** Task item **
In the material below, find how many lines contain the string "lion". Write only that number.

** Materials provided **
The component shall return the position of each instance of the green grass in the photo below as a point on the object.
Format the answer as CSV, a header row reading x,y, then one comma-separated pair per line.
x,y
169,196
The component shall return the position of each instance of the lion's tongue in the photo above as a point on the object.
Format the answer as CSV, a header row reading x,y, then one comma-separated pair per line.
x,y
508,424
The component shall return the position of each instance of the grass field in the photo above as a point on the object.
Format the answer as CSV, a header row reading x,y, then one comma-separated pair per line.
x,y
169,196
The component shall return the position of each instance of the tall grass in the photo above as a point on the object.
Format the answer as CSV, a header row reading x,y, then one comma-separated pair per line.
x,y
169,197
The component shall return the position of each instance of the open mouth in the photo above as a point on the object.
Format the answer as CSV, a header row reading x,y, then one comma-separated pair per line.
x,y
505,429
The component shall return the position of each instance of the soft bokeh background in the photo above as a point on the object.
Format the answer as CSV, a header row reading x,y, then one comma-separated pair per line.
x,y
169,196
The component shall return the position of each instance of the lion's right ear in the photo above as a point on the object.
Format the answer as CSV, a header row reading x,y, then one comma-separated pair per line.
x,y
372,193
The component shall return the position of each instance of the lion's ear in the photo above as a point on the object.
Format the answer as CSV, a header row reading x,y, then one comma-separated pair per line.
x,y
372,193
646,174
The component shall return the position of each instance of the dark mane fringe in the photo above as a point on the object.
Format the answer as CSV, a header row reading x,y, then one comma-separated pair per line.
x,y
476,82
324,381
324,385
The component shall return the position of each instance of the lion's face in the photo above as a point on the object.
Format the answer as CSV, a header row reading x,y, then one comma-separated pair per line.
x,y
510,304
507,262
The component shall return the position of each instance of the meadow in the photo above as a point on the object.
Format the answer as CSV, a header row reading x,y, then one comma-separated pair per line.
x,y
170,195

** Task solution **
4